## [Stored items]
● ● ● ●

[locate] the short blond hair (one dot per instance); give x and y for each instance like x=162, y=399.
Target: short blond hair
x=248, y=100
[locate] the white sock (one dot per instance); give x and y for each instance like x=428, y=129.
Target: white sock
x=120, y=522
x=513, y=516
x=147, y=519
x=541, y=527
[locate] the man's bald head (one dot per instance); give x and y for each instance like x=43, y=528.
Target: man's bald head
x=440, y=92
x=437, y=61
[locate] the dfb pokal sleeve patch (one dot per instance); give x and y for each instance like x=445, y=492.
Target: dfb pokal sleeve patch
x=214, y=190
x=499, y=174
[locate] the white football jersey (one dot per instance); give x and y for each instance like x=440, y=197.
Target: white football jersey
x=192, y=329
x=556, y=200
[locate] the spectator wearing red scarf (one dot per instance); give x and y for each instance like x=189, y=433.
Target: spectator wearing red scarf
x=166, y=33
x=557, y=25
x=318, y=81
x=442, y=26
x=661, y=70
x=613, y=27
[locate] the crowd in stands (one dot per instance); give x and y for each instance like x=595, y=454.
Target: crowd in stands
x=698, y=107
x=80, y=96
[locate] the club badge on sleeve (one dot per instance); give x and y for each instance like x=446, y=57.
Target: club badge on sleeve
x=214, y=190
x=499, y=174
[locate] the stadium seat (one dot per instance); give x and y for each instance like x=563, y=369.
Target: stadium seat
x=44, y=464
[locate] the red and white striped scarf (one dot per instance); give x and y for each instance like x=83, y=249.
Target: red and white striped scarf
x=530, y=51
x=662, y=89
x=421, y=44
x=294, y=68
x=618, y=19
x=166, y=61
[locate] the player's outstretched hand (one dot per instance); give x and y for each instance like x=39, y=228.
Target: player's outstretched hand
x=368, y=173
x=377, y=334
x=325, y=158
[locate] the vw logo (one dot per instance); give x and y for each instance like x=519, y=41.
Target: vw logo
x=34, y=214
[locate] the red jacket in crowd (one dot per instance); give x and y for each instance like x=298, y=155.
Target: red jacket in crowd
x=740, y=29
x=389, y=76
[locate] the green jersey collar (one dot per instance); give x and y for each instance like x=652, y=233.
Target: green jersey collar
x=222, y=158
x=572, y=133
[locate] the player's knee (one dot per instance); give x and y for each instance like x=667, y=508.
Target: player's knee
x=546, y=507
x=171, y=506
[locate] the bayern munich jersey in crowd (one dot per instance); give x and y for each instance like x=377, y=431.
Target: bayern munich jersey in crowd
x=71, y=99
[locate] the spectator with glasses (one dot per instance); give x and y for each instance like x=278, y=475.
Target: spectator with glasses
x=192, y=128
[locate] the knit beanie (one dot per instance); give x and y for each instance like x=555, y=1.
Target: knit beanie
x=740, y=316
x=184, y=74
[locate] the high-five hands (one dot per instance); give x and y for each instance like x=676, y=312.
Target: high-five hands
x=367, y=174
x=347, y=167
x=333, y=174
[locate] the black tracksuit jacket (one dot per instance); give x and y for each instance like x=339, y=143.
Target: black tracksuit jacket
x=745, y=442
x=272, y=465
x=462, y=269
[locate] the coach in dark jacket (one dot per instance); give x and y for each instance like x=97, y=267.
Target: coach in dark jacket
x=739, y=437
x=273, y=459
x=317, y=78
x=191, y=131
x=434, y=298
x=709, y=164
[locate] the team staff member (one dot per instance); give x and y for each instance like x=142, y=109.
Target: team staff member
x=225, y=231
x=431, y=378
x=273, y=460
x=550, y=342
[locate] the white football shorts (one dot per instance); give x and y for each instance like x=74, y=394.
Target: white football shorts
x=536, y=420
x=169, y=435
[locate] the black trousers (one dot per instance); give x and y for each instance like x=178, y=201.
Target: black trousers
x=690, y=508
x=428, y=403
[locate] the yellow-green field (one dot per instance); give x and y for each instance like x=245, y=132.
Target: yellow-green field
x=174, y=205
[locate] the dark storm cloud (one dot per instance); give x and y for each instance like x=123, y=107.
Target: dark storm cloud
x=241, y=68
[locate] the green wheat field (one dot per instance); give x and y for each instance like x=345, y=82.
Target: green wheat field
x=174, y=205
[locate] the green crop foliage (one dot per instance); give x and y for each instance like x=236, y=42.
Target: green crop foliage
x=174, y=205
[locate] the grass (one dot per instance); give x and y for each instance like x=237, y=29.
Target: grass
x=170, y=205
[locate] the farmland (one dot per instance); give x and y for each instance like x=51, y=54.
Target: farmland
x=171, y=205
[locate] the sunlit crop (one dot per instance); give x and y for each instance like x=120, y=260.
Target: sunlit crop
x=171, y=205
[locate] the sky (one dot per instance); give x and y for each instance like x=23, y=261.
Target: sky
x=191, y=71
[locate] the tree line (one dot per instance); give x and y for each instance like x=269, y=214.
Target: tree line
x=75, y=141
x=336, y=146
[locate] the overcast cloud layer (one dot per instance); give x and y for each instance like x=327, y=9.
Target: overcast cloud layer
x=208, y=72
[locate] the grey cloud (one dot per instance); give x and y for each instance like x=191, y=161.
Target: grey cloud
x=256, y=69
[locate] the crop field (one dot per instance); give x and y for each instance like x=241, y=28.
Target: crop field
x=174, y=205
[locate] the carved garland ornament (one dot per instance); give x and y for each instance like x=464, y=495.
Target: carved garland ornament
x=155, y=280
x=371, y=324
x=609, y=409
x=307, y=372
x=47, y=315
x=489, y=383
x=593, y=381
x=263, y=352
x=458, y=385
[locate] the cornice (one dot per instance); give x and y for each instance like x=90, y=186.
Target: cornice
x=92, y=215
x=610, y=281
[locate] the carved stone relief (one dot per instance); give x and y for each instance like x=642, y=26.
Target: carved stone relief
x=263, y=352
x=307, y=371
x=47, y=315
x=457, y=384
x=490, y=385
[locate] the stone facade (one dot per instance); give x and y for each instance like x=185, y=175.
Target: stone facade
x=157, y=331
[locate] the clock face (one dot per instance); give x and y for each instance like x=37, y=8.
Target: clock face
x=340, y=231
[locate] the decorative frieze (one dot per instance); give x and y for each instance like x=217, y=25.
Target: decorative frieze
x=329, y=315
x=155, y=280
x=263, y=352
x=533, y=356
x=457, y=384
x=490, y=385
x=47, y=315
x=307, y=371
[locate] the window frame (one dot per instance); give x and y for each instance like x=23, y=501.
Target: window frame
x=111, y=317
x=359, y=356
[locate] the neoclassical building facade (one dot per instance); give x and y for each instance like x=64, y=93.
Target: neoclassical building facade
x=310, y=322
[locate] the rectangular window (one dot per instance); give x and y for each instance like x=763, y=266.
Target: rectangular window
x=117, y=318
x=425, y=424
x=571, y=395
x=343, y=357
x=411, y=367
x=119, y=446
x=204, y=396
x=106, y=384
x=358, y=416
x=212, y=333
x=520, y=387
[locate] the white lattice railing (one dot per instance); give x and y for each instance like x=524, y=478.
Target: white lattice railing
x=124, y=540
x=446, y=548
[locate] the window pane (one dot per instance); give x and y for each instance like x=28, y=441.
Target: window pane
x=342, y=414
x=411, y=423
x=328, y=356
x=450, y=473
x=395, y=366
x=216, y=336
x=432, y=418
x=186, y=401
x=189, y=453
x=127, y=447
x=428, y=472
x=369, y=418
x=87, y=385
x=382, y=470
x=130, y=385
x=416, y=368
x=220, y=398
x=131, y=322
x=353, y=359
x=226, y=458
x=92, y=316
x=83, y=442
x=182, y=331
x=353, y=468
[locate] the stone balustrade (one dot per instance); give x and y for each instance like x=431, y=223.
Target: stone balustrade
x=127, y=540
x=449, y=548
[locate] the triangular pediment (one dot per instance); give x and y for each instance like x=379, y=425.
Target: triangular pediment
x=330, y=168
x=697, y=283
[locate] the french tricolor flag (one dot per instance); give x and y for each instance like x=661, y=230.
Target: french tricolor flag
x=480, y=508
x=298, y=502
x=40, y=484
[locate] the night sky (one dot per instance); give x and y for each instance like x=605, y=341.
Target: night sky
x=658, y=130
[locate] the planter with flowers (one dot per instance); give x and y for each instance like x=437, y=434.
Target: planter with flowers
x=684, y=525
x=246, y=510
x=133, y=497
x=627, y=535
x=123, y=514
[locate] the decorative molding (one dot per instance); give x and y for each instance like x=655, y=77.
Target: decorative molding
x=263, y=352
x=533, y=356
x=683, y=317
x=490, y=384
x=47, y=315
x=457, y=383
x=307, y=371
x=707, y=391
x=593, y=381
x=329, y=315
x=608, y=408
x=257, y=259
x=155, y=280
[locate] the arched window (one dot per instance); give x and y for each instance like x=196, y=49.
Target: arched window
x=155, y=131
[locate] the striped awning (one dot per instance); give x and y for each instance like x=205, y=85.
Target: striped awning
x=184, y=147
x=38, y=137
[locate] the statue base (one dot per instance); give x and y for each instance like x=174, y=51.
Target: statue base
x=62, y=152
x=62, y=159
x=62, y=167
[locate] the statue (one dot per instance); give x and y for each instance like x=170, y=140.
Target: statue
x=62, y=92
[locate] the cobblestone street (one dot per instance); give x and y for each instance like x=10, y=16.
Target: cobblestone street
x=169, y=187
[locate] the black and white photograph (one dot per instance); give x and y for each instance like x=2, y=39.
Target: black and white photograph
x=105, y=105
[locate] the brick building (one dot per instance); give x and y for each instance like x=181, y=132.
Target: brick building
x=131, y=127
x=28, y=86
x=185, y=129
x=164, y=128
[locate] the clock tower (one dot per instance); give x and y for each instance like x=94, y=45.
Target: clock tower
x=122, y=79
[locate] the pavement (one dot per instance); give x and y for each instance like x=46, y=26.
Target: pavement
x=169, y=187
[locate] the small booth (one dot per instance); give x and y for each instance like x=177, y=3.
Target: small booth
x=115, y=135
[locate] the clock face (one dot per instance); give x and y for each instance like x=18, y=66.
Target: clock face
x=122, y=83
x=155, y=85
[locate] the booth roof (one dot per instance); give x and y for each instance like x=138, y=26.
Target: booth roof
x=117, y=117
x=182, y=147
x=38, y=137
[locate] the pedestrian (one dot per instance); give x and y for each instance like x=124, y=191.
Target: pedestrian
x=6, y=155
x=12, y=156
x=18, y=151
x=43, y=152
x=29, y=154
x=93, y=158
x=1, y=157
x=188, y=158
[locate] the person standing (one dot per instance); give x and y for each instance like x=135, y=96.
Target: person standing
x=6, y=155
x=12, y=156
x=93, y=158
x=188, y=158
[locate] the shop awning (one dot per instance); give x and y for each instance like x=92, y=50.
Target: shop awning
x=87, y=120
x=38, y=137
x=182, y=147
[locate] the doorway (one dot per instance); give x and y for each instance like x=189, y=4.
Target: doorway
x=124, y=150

● ● ● ●

Copy the data from the line containing "[locate] the bayern" down to the line containing "x=462, y=269" without changing a character, and include both of those lines.

## [FULL SOLUTION]
[locate] the bayern munich jersey in crowd (one dot per instance); give x and y for each instance like x=377, y=431.
Target: bayern munich jersey in crowd
x=71, y=99
[locate] the spectator with glasses (one dot per instance); give x and y for each instance like x=278, y=475.
Target: spectator with glasses
x=192, y=128
[locate] the knit beanie (one dot per instance); give x and y for each instance like x=555, y=1.
Target: knit beanie
x=740, y=316
x=184, y=74
[locate] the high-five hands (one dot per instance); give x and y for each instance like x=676, y=312.
Target: high-five hands
x=367, y=174
x=347, y=167
x=333, y=174
[locate] the black tracksuit jacket (one dot per instance); give x and y for each instance like x=339, y=143.
Target: black tracksuit jacket
x=745, y=442
x=272, y=465
x=462, y=269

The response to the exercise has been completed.